Exercise A:
In the listing, reproduce the lines from the line containing "of the bison" through the line containing "pixel 144 452", both included, word for word. Leave the picture out of your answer.

= George E. Curry =

American journalist

George Curry in an undated photo

George Edward Curry (February 23, 1947 – August 20, 2016) was an American journalist. Curry was considered the "dean of black press columnists", and his weekly commentaries enjoyed wide syndication. He died of heart failure on August 20, 2016.

==Early life==
George E. Curry was born February 23, 1947, in Tuscaloosa, Alabama, to Martha Brownlee and Homer Lee Curry. His mother was a domestic worker and his father was a mechanic. George Curry attended Druid High School. After graduating high school, he attended Knoxville College in Tennessee. He was the quarterback and co-captain of the football team, served on the school board of trustees, and served as the editor of the school paper for the sport section. He studied at Yale and Harvard University during two summers while still attending Knoxville College.

Task inputs:
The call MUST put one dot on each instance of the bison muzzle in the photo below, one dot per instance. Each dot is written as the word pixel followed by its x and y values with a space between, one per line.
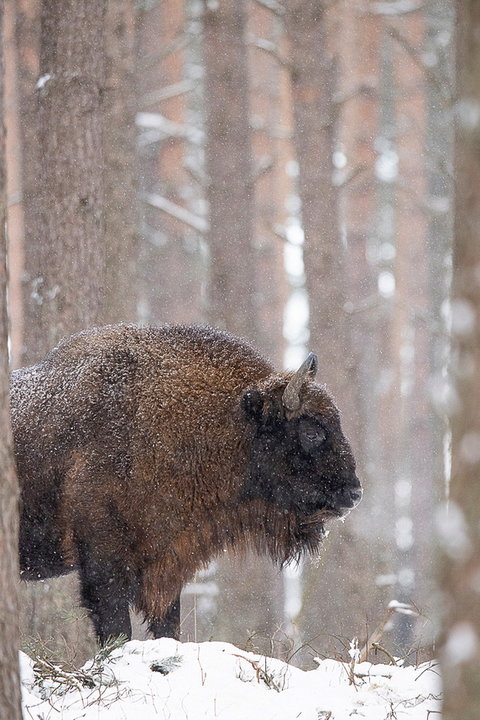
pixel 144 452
---
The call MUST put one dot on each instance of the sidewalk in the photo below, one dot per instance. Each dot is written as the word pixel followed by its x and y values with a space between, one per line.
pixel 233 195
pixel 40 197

Exercise B:
Answer these questions using the George E. Curry article.
(i) What was the cause of Curry's death?
(ii) Which high school did Curry attend?
(iii) What position did Curry play on the Knoxville College football team?

Task result A:
The call MUST put one dot on each instance of the bison muzzle in the photo below, one dot per instance. Each dot is written as the word pixel followed by its x and y values with a space between, one per line.
pixel 144 452

Task result B:
(i) Heart failure.
(ii) Druid High School.
(iii) Quarterback.